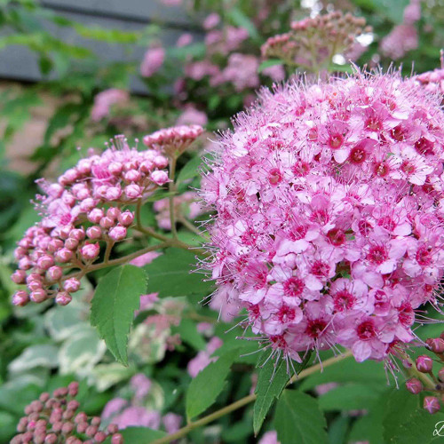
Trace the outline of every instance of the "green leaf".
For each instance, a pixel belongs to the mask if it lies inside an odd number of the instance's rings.
[[[192,419],[211,406],[224,388],[230,367],[239,353],[231,350],[211,362],[191,381],[186,392],[186,416]]]
[[[282,390],[289,380],[287,363],[284,360],[275,362],[268,359],[259,370],[255,393],[258,396],[254,403],[253,429],[258,436],[262,423],[274,400],[279,399]]]
[[[140,296],[147,292],[142,268],[123,266],[100,279],[91,302],[91,322],[115,358],[128,365],[128,334]]]
[[[310,356],[311,353],[308,353],[302,363],[294,366],[297,373],[306,367]],[[291,368],[291,369],[292,369],[293,368]],[[259,370],[258,385],[255,390],[255,393],[258,397],[254,404],[253,411],[253,428],[255,435],[258,435],[268,410],[274,403],[274,400],[279,399],[289,380],[289,368],[285,360],[275,362],[273,359],[268,359]]]
[[[274,427],[281,444],[326,444],[327,423],[314,398],[285,390],[278,400]]]
[[[203,297],[210,294],[212,282],[204,281],[205,276],[200,273],[191,273],[196,262],[193,251],[167,250],[144,267],[149,276],[149,291],[159,293],[161,297],[192,294]]]
[[[196,350],[205,350],[207,344],[197,331],[195,323],[190,319],[184,318],[178,327],[171,328],[171,333],[178,333],[182,341]]]
[[[275,65],[282,65],[283,61],[281,60],[281,59],[269,59],[268,60],[263,61],[260,65],[259,67],[258,68],[258,72],[261,73],[264,71],[264,69],[270,67],[274,67]]]
[[[199,167],[202,163],[202,158],[199,155],[193,157],[186,165],[180,170],[178,177],[178,183],[181,183],[184,180],[188,180],[190,178],[199,176]]]
[[[166,436],[165,432],[148,429],[147,427],[127,427],[120,431],[125,442],[131,444],[149,444]]]
[[[346,384],[336,387],[320,396],[319,407],[322,410],[359,410],[367,408],[376,400],[384,385]],[[382,390],[381,390],[382,389]]]

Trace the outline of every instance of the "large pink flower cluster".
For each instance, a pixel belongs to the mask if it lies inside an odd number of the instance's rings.
[[[19,269],[12,281],[27,290],[13,296],[15,305],[55,297],[71,301],[80,289],[80,278],[99,258],[101,246],[109,252],[127,237],[134,211],[128,205],[169,181],[168,159],[156,150],[130,148],[123,136],[100,155],[82,159],[56,183],[40,181],[42,219],[18,242]],[[107,259],[107,258],[106,258]],[[68,272],[78,269],[78,273]]]
[[[265,90],[224,135],[202,195],[209,266],[276,353],[382,360],[444,272],[444,114],[398,75]]]

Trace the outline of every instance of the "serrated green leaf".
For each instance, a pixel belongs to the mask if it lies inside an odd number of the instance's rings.
[[[149,444],[167,435],[165,432],[147,427],[127,427],[120,431],[120,433],[123,436],[124,441],[131,444]]]
[[[186,417],[192,419],[210,407],[224,388],[230,368],[239,350],[230,350],[211,362],[191,381],[186,392]]]
[[[276,65],[283,65],[283,61],[281,60],[281,59],[269,59],[268,60],[263,61],[259,65],[259,67],[258,68],[258,72],[261,73],[262,71],[264,71],[264,69],[270,67],[274,67]]]
[[[128,365],[128,334],[140,296],[147,291],[142,268],[123,266],[111,270],[99,281],[91,302],[91,322],[115,358]]]
[[[150,292],[159,297],[202,295],[211,292],[212,282],[204,281],[200,273],[191,273],[195,268],[196,259],[193,251],[169,249],[164,254],[145,266]]]
[[[278,400],[274,427],[281,444],[326,444],[327,422],[314,398],[285,390]]]
[[[309,360],[310,354],[307,354],[301,364],[295,364],[295,370],[299,373],[306,367]],[[262,361],[265,360],[263,359]],[[285,360],[281,360],[276,364],[274,360],[268,359],[261,368],[258,378],[258,385],[255,390],[255,393],[258,396],[253,410],[253,429],[255,435],[258,435],[266,414],[275,400],[278,400],[281,396],[289,380],[289,368]]]
[[[322,410],[359,410],[374,402],[385,385],[346,384],[319,397]]]
[[[274,400],[281,396],[289,380],[289,375],[284,360],[281,360],[276,363],[273,359],[269,359],[259,370],[258,385],[255,390],[258,397],[253,410],[253,429],[256,436],[268,410]]]
[[[183,182],[190,178],[199,176],[199,166],[202,163],[202,158],[199,155],[193,157],[185,166],[180,170],[178,177],[178,182]]]

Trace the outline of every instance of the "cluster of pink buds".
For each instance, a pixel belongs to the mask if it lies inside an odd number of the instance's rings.
[[[130,148],[123,136],[100,155],[82,159],[56,183],[40,181],[42,219],[18,242],[18,270],[12,279],[27,290],[13,296],[16,305],[55,297],[65,305],[94,267],[102,247],[105,261],[133,225],[131,206],[169,182],[168,159],[156,150]],[[77,272],[69,273],[77,269]]]
[[[370,31],[365,19],[333,12],[292,23],[290,31],[270,37],[262,45],[262,56],[313,71],[329,63],[334,55],[347,53],[356,37]]]
[[[440,411],[441,403],[444,403],[444,332],[440,337],[429,338],[425,343],[435,358],[423,354],[416,358],[415,366],[418,372],[428,375],[431,378],[429,385],[424,386],[419,378],[412,377],[406,382],[406,387],[408,392],[414,394],[424,392],[433,393],[424,398],[424,408],[432,415]],[[442,366],[436,376],[433,374],[433,362],[440,362]]]
[[[200,125],[173,126],[143,138],[148,148],[164,154],[170,159],[178,157],[203,132]]]
[[[123,437],[116,424],[100,430],[100,417],[90,417],[78,410],[80,404],[75,399],[77,392],[78,383],[74,382],[54,390],[52,396],[42,393],[25,408],[26,416],[19,421],[19,434],[11,444],[95,444],[108,437],[111,444],[123,444]]]
[[[389,360],[440,310],[444,113],[397,74],[263,90],[215,146],[216,299],[276,355]]]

======

| WHAT YOU NEED TO DO |
Pull out every line in the rows above that contains the word "pink", and copy each of those lines in full.

| EXERCISE RESPONSE |
Trace the outline of every instance of the "large pink flower cluster".
Trace the outline of every instance of the "cluster of pink buds".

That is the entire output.